## Written exercise
In the mailing-list post titled "Two standard libraries?", why does Sean Kelly not consider Tango an object-oriented library?

## Text provided
Two standard libraries?

Chris Nicholson-Sauls ibisbasenji at gmail.com
Sat Jul 28 11:13:24 PDT 2007


renoX wrote:
> Steve Teale a écrit :
>> Sean Kelly Wrote:
>>
>>> Steve Teale wrote:
>>>> It seemes to me that given Walter's definition of the language - a 
>>>> system programming language - that Phobos is closer to the mark.  If 
>>>> users want a more object oriented standard library, that's all well 
>>>> and good, but it should be a shoe-in, then if you want to use the OO 
>>>> stuff you can, but code that's been written to work with Phobos 
>>>> should work unmodified with other libraries.  (Note the recent 
>>>> discussion on C++ security).
>>> While one might argue that it is easier to wrap a strictly procedural 
>>> library with an OO layer than vice-versa, I think the ease with which 
>>> any library may be encapsulated in a wrapper is more dependent on its 
>>> design (the assumptions it makes, how features are exposed, etc) than 
>>> on whether the interface uses functions or objects.  That said, I 
>>> don't personally consider Tango to be an object-oriented library 
>>> because it does not require the user to define his own objects in 
>>> order to use it.

## Stored rows

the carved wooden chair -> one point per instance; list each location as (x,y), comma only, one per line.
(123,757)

---

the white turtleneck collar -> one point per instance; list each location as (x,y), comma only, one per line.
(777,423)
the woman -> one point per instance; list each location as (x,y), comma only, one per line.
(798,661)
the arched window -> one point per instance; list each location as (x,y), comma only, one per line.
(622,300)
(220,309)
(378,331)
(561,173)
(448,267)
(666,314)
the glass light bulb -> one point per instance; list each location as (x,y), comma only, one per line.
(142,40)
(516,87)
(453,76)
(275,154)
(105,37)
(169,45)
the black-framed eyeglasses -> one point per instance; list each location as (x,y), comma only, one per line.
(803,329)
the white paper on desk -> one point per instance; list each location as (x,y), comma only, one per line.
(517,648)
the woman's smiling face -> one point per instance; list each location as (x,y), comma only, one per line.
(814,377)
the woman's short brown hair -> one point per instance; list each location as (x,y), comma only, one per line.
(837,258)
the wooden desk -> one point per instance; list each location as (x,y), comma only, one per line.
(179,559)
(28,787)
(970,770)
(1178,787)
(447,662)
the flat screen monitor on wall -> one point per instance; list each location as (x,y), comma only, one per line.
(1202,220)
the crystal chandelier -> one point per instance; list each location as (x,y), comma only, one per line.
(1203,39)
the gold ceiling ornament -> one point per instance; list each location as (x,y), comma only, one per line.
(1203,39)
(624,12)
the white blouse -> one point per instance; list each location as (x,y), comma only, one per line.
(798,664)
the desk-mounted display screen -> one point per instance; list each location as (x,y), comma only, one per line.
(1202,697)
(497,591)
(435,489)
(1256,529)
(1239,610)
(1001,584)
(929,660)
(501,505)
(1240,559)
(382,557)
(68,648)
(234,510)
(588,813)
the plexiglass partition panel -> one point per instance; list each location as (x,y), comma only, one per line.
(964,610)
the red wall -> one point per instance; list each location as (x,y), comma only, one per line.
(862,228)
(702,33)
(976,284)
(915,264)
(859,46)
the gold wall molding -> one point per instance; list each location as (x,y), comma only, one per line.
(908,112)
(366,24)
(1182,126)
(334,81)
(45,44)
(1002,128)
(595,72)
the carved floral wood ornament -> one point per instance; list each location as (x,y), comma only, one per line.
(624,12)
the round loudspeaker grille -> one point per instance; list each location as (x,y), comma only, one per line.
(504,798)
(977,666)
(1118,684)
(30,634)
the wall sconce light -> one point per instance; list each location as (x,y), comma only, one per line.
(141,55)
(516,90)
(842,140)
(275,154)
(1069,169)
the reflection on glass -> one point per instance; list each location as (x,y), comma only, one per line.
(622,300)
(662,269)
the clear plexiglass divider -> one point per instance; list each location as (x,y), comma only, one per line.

## Final result
Because it does not require the user to define his own objects in order to use it.